**JOB**
Rewrite the items below, starting with the line containing "Where can you see the blue eye" and going on to the end, with "dot" changed to "marker" and nothing else altered. Leave the pictures out of your version.

(Data listing)
..........
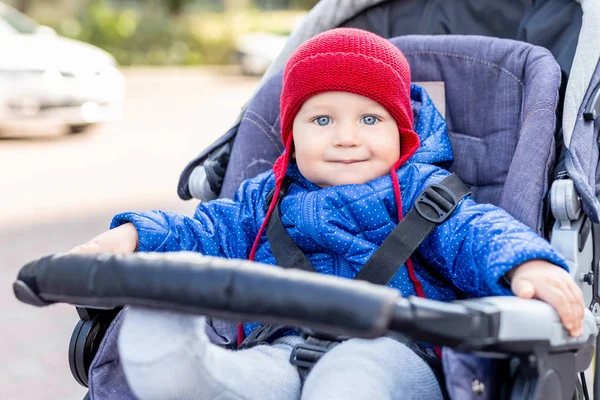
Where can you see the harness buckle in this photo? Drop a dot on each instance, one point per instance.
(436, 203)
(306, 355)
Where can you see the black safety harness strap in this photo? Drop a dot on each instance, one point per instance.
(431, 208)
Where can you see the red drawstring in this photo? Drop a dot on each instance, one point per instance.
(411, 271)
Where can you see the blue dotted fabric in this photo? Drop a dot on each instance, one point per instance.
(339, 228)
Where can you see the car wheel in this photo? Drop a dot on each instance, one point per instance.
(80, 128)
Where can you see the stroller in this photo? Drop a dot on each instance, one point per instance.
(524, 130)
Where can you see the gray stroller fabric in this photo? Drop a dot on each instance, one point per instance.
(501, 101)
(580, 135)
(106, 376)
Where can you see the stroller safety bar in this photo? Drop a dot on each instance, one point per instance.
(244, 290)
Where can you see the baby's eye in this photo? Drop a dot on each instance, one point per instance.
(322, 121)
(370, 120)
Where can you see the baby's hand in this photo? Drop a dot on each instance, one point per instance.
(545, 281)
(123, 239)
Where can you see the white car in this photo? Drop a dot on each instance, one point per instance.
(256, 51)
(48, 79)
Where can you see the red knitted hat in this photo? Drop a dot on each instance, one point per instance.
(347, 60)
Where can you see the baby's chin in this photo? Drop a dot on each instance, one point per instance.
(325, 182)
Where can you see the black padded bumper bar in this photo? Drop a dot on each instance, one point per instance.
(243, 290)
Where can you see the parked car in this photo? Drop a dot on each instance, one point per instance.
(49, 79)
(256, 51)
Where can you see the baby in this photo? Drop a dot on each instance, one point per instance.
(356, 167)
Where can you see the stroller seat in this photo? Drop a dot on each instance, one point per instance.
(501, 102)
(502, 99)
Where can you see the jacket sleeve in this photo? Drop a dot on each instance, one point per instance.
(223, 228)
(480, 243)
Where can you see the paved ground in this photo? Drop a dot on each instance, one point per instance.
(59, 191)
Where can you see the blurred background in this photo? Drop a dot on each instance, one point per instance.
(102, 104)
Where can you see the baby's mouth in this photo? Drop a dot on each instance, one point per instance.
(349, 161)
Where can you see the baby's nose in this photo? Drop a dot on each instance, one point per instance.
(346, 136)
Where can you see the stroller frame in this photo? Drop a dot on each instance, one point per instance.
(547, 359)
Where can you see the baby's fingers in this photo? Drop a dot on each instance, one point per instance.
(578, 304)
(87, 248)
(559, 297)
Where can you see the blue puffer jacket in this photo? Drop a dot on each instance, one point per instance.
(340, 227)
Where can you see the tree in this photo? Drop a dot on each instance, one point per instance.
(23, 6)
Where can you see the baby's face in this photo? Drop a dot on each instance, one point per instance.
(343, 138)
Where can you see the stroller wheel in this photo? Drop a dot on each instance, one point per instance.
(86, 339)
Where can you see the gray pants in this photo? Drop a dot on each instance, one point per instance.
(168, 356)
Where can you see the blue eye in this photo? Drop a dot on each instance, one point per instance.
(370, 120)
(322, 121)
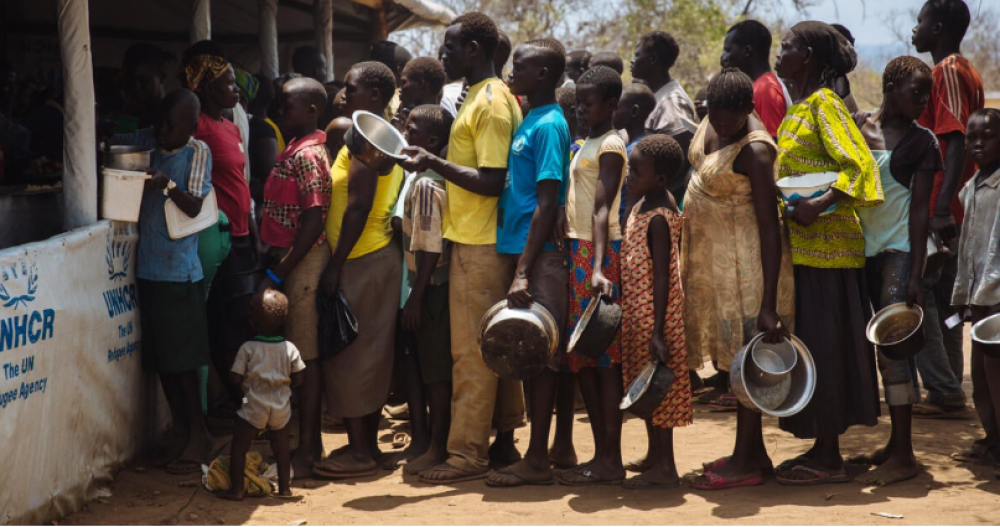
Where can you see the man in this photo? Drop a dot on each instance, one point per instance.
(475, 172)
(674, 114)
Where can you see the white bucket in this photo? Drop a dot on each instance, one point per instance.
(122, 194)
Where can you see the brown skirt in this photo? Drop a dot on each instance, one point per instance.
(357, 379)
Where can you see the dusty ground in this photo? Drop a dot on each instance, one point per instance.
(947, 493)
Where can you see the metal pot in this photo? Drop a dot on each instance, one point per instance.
..........
**WRITTEN ANSWER**
Where can you see the blue eye in this photo? Drop a marker on each instance, one point per instance.
(370, 120)
(322, 121)
Where can you see the man in this photo? Drop a marker on each instance, one point per instance.
(475, 172)
(674, 114)
Where can you see the white bucket in this photo? Drop a marker on each instance, one point per instance.
(122, 194)
Where can you see the brown skirt in this photo? Drop a marker on each instance, one point per instance.
(357, 379)
Where can you see the dusty ground in this photo? Drop a marker on each instance, one point per instance.
(947, 493)
Where can you see the metal pot in this photo? Drop a marker on each instance, one point per instance.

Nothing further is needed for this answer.